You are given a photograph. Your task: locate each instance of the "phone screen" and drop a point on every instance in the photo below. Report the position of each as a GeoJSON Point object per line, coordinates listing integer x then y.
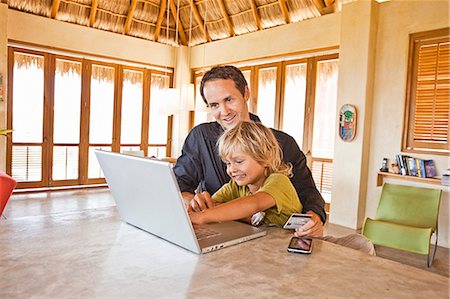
{"type": "Point", "coordinates": [302, 245]}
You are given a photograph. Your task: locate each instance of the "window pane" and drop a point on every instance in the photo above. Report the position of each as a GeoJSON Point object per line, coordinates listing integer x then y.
{"type": "Point", "coordinates": [102, 104]}
{"type": "Point", "coordinates": [27, 163]}
{"type": "Point", "coordinates": [157, 151]}
{"type": "Point", "coordinates": [201, 111]}
{"type": "Point", "coordinates": [158, 122]}
{"type": "Point", "coordinates": [322, 172]}
{"type": "Point", "coordinates": [28, 89]}
{"type": "Point", "coordinates": [65, 163]}
{"type": "Point", "coordinates": [67, 104]}
{"type": "Point", "coordinates": [294, 101]}
{"type": "Point", "coordinates": [131, 107]}
{"type": "Point", "coordinates": [247, 75]}
{"type": "Point", "coordinates": [94, 170]}
{"type": "Point", "coordinates": [325, 109]}
{"type": "Point", "coordinates": [267, 88]}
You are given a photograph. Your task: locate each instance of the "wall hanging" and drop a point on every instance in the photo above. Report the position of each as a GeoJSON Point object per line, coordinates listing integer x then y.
{"type": "Point", "coordinates": [347, 122]}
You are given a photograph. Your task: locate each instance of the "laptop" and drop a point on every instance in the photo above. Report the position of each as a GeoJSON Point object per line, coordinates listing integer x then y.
{"type": "Point", "coordinates": [147, 196]}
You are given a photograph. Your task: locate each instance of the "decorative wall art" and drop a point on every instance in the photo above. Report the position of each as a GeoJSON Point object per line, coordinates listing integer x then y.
{"type": "Point", "coordinates": [347, 122]}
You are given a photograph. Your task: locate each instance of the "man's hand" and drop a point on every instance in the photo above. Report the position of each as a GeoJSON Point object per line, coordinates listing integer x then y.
{"type": "Point", "coordinates": [312, 228]}
{"type": "Point", "coordinates": [200, 202]}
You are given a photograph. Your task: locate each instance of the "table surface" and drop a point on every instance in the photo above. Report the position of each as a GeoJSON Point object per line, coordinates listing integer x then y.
{"type": "Point", "coordinates": [93, 254]}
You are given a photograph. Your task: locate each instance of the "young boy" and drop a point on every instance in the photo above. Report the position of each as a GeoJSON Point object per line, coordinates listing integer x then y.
{"type": "Point", "coordinates": [259, 179]}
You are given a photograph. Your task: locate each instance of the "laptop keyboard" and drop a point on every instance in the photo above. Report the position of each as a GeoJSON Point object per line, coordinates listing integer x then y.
{"type": "Point", "coordinates": [205, 233]}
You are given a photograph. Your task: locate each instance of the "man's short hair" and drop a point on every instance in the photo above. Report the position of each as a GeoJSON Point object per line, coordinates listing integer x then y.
{"type": "Point", "coordinates": [224, 72]}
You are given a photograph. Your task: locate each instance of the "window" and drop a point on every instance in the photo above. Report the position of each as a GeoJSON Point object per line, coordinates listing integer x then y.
{"type": "Point", "coordinates": [428, 94]}
{"type": "Point", "coordinates": [63, 108]}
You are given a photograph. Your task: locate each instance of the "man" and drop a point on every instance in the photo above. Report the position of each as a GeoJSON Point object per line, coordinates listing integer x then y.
{"type": "Point", "coordinates": [225, 92]}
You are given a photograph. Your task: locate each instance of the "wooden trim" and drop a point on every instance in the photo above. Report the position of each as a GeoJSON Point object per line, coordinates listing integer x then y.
{"type": "Point", "coordinates": [146, 110]}
{"type": "Point", "coordinates": [256, 14]}
{"type": "Point", "coordinates": [117, 114]}
{"type": "Point", "coordinates": [277, 116]}
{"type": "Point", "coordinates": [308, 127]}
{"type": "Point", "coordinates": [383, 175]}
{"type": "Point", "coordinates": [224, 11]}
{"type": "Point", "coordinates": [49, 102]}
{"type": "Point", "coordinates": [199, 20]}
{"type": "Point", "coordinates": [162, 9]}
{"type": "Point", "coordinates": [83, 155]}
{"type": "Point", "coordinates": [320, 5]}
{"type": "Point", "coordinates": [408, 143]}
{"type": "Point", "coordinates": [130, 16]}
{"type": "Point", "coordinates": [55, 7]}
{"type": "Point", "coordinates": [181, 33]}
{"type": "Point", "coordinates": [285, 11]}
{"type": "Point", "coordinates": [94, 6]}
{"type": "Point", "coordinates": [9, 110]}
{"type": "Point", "coordinates": [169, 136]}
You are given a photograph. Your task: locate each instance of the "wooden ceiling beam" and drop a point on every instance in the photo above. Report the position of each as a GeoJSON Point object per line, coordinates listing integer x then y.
{"type": "Point", "coordinates": [285, 11]}
{"type": "Point", "coordinates": [94, 6]}
{"type": "Point", "coordinates": [181, 34]}
{"type": "Point", "coordinates": [130, 16]}
{"type": "Point", "coordinates": [55, 7]}
{"type": "Point", "coordinates": [320, 5]}
{"type": "Point", "coordinates": [162, 9]}
{"type": "Point", "coordinates": [256, 14]}
{"type": "Point", "coordinates": [200, 21]}
{"type": "Point", "coordinates": [227, 17]}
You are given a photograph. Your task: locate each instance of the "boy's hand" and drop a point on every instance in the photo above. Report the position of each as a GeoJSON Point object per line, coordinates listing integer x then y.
{"type": "Point", "coordinates": [200, 202]}
{"type": "Point", "coordinates": [196, 217]}
{"type": "Point", "coordinates": [312, 228]}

_TASK PROMPT_. Every record gets retyped exactly; no picture goes into the copy.

_COMPLETED TASK_.
You are given a photograph. Your task: locate each instance of the "phone screen" and drop a point on every instance in the photo below. Report the position of each as a GeoJSON Point object per line, coordinates listing integer x then y.
{"type": "Point", "coordinates": [302, 245]}
You are given a photograph. Your task: locate each instance of the "window pane" and drop a point on every instance in the photo above. Report the position of each as a GeoJSON Point object per line, coordinates listing integer x then y.
{"type": "Point", "coordinates": [102, 104]}
{"type": "Point", "coordinates": [27, 163]}
{"type": "Point", "coordinates": [157, 151]}
{"type": "Point", "coordinates": [201, 111]}
{"type": "Point", "coordinates": [158, 122]}
{"type": "Point", "coordinates": [322, 172]}
{"type": "Point", "coordinates": [28, 89]}
{"type": "Point", "coordinates": [65, 163]}
{"type": "Point", "coordinates": [67, 104]}
{"type": "Point", "coordinates": [294, 101]}
{"type": "Point", "coordinates": [131, 107]}
{"type": "Point", "coordinates": [247, 75]}
{"type": "Point", "coordinates": [94, 170]}
{"type": "Point", "coordinates": [325, 109]}
{"type": "Point", "coordinates": [267, 88]}
You are given a photograph. Your task: locate each instance of the "wall hanging" and drop a point on every instance in the photo above. Report the position of each as a GeoJSON Point object per line, coordinates listing integer x then y.
{"type": "Point", "coordinates": [347, 122]}
You are given a photograph. Your task: locate each instance of the "laptop" and drop a point on every instance in the photo above. Report the position of each as a GeoJSON Point object per line, coordinates listing integer x then y.
{"type": "Point", "coordinates": [147, 196]}
You are given a photograph. Your task: locate each instance of the "decorative wall art" and drop a point on every instance in the photo above. Report the position of each as a GeoJSON Point object per line, coordinates listing integer x then y.
{"type": "Point", "coordinates": [347, 122]}
You are given a photograph. Your task: locate each instance of the "man's hand" and drop a point on every instance in the photo above. Report the position of each as a GeoJSON Point object per line, coordinates listing integer x then y.
{"type": "Point", "coordinates": [312, 228]}
{"type": "Point", "coordinates": [200, 202]}
You are given a photograph. Your task: locate each instance of the "table surface" and drop a point on every instance in the photo above. Report the position of each as a GeoJSON Point object per line, coordinates listing integer x then y.
{"type": "Point", "coordinates": [93, 254]}
You are given a photograph. Your task: locate each instance of the "young boy" and drop a point on every instance in the photo above. Report the position of each as a GeoJSON Point object per line, coordinates listing integer x then y.
{"type": "Point", "coordinates": [259, 179]}
You are given a photograph. Your task: locate each instance of the "laptop keyboard" and drop a point on every instance in the photo above. Report the position of each as a GeoJSON Point object per line, coordinates listing integer x then y.
{"type": "Point", "coordinates": [205, 233]}
You are given a photograph. Your task: locate each instance of the "man's short hair" and drop a point on every instance in the photo above. Report the position of each as a GeoJSON Point object per line, coordinates listing integer x then y.
{"type": "Point", "coordinates": [224, 72]}
You are given a photograph. Your task: locate each instance of the "window" and drop a point on every instance in the photo above. Report the position of each as a GeoJSON Point object per line, coordinates listing integer x then y.
{"type": "Point", "coordinates": [428, 94]}
{"type": "Point", "coordinates": [63, 108]}
You are given a photograph. Your task: locate each instance of the "man" and drop a point on every instance in the photo above. Report the position of each as a GeoJSON Point object per line, coordinates listing integer x then y.
{"type": "Point", "coordinates": [225, 92]}
You are given a photograph. Your task: locate each instance of the "wooden trim" and drop a point on every instance in the photo above. Report the position of each as a GeoJSON Point object per line, coordinates listing integer x then y.
{"type": "Point", "coordinates": [146, 110]}
{"type": "Point", "coordinates": [256, 14]}
{"type": "Point", "coordinates": [117, 114]}
{"type": "Point", "coordinates": [277, 116]}
{"type": "Point", "coordinates": [308, 127]}
{"type": "Point", "coordinates": [383, 175]}
{"type": "Point", "coordinates": [224, 11]}
{"type": "Point", "coordinates": [49, 102]}
{"type": "Point", "coordinates": [199, 20]}
{"type": "Point", "coordinates": [162, 9]}
{"type": "Point", "coordinates": [83, 155]}
{"type": "Point", "coordinates": [320, 5]}
{"type": "Point", "coordinates": [408, 143]}
{"type": "Point", "coordinates": [130, 16]}
{"type": "Point", "coordinates": [55, 7]}
{"type": "Point", "coordinates": [181, 33]}
{"type": "Point", "coordinates": [285, 11]}
{"type": "Point", "coordinates": [94, 6]}
{"type": "Point", "coordinates": [9, 110]}
{"type": "Point", "coordinates": [169, 136]}
You are given a photograph. Your task: locate each instance of the "wooden ceiling beam" and drop a point on every instance in the photo above. Report the position of each as a GeoJSON Point object per line, coordinates listing integer x then y.
{"type": "Point", "coordinates": [285, 11]}
{"type": "Point", "coordinates": [94, 6]}
{"type": "Point", "coordinates": [181, 34]}
{"type": "Point", "coordinates": [130, 16]}
{"type": "Point", "coordinates": [55, 7]}
{"type": "Point", "coordinates": [320, 5]}
{"type": "Point", "coordinates": [162, 9]}
{"type": "Point", "coordinates": [256, 14]}
{"type": "Point", "coordinates": [200, 21]}
{"type": "Point", "coordinates": [227, 17]}
You are given a photograph. Your task: locate each instance of the "boy's hand" and drop a point on every instance in the photo above. Report the position of each as a GeoJSON Point object per line, coordinates listing integer x then y.
{"type": "Point", "coordinates": [200, 202]}
{"type": "Point", "coordinates": [196, 217]}
{"type": "Point", "coordinates": [312, 228]}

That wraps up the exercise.